Every line below should be repeated exactly.

[Dataset rows]

━━━━━━━━━━

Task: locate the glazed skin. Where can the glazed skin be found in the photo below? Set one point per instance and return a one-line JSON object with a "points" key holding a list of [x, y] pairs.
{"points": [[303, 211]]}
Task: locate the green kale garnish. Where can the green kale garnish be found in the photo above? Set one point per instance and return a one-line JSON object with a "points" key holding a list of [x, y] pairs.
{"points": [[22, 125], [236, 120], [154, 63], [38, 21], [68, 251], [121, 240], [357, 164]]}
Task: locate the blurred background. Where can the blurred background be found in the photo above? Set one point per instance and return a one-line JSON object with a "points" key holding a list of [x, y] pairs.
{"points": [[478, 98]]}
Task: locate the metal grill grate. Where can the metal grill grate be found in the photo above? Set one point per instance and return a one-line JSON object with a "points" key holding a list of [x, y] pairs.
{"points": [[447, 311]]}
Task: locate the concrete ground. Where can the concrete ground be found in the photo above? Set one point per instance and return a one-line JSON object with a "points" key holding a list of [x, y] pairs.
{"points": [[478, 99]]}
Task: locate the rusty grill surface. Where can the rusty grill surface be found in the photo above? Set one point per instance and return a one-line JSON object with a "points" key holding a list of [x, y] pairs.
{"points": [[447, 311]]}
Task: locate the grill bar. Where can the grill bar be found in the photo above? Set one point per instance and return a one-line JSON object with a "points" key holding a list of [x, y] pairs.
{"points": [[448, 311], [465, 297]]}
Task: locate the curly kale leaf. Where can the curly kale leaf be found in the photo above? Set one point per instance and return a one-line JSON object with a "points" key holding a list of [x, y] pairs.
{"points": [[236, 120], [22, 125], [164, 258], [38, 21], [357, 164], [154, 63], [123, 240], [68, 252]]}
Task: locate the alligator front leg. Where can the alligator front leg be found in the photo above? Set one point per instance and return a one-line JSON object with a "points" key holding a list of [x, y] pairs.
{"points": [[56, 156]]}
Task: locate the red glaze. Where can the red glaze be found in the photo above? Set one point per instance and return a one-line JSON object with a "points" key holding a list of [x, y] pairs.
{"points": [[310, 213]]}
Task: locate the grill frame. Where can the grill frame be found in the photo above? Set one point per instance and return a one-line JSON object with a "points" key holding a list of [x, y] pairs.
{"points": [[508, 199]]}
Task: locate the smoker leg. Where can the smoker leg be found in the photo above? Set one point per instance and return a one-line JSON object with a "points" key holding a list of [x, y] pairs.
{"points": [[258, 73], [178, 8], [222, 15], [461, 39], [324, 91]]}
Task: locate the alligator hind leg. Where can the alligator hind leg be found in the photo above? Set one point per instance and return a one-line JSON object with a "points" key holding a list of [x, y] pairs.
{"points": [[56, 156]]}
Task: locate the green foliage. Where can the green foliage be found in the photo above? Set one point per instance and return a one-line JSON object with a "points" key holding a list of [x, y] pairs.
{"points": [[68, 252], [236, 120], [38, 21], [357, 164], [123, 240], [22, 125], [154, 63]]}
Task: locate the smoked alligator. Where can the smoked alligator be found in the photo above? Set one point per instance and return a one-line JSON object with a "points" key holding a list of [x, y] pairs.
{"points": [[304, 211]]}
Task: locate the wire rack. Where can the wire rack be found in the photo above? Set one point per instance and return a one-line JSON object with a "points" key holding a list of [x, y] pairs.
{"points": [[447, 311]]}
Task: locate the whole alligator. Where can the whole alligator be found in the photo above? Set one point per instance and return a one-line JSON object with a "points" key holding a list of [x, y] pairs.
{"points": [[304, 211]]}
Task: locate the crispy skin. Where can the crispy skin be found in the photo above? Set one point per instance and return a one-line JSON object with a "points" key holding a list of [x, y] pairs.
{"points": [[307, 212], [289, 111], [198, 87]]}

━━━━━━━━━━

* Task result
Task: locate the glazed skin. Where can the glazed skin be found in the photo below? Set one point per instance and return a one-line JSON object with a "points" key holding a list of [x, y] pairs.
{"points": [[303, 211]]}
Task: locate the green kale garnish. Where can the green kale garnish be found in the photo above? Set one point per instance and return a one-line JSON object with a "points" key holding a list of [x, y] pairs.
{"points": [[22, 125], [236, 120], [154, 63], [38, 21], [68, 251], [121, 240], [357, 164]]}
Task: locate the blurred background. Where can the blurred background be found in the photo above? Set one point per instance and return a one-line JSON object with a "points" key holding a list of [x, y] pairs.
{"points": [[478, 98]]}
Task: locate the metal grill grate. Where can the metal grill grate be found in the photo above? Set one point per instance and return a one-line JSON object with a "points" key holding a list of [x, y] pairs.
{"points": [[447, 311]]}
Task: locate the concrete ground. Where can the concrete ground be found in the photo above? Set one point per instance and return a one-line JSON object with a "points" key holding a list of [x, y] pairs.
{"points": [[478, 99]]}
Task: locate the rusty grill surface. Where can the rusty grill surface be found in the photo above? Set one point per instance and return a one-line JSON object with a "points" key holding a list of [x, y] pairs.
{"points": [[447, 311]]}
Task: locate the grill bar. Where can the grill bar be found in the photo above? Set one point per instance and return a one-line JSON object with a "points" key holding a list of [x, y] pairs.
{"points": [[448, 311], [465, 297]]}
Task: locate the curly kale leaf. Where can the curly kale leaf be found in the photo above? Set one point per instance and return a one-line JSON object with a "points" key holding a list of [x, y] pairs.
{"points": [[236, 120], [22, 125], [164, 258], [38, 21], [357, 164], [154, 63], [123, 240], [68, 252]]}
Task: locate the alligator front leg. Where can the alligator front leg be found in the photo above? Set one point per instance and return a one-line JSON object with a "points" key holding a list of [x, y] pairs.
{"points": [[56, 156]]}
Task: locate the red glaze. Where can the red glaze be found in the photo above? Set one point per instance and return a one-line JSON object with a "points" key holding a list of [x, y] pairs.
{"points": [[310, 213]]}
Task: locate the grill frame. Where can the grill frame be found in the photo above? Set one point per instance and return a one-line JSON object with a "points" key holding a list of [x, y] pairs.
{"points": [[508, 199]]}
Task: locate the smoker leg. Where can the smoker leg be found in the photo above? Set one point per instance and return a one-line JSON object with a "points" key holding a list of [x, y] pairs.
{"points": [[258, 73], [178, 8], [222, 15], [461, 39], [324, 91]]}
Task: locate the alligator hind leg. Where can the alligator hind leg be found in the photo above? Set one point per instance and return a one-line JSON object with a "points" key holding a list of [x, y] pairs.
{"points": [[56, 156]]}
Task: locate the green foliage. Where can the green foliage be found in the photo above? Set one point per instance and return a one-line JSON object with a "points" key holding a list of [x, y] pairs.
{"points": [[68, 252], [236, 120], [38, 21], [357, 164], [123, 240], [22, 125], [154, 63]]}
Task: locate the smoked alligator. Where can the smoked alligator be found in the photo above? Set one point per instance and return a one-line JSON object with a "points" key holding a list of [x, y] pairs.
{"points": [[304, 211]]}
Task: locate the wire rack. Where can the wire rack be found in the photo above? Set one point per instance and return a one-line JSON object with a "points" key holding a list of [x, y] pairs.
{"points": [[447, 311]]}
Task: locate the whole alligator. Where can the whole alligator be found in the photo above? Set one point per instance and return a one-line JSON object with a "points" key holding a list of [x, y] pairs.
{"points": [[304, 211]]}
Task: locate the crispy skin. Where can the crispy skin be found in the photo above? Set one point per instance and return a one-line JSON object with a "points" key holding a list of [x, y] pairs.
{"points": [[307, 212], [289, 111], [198, 87]]}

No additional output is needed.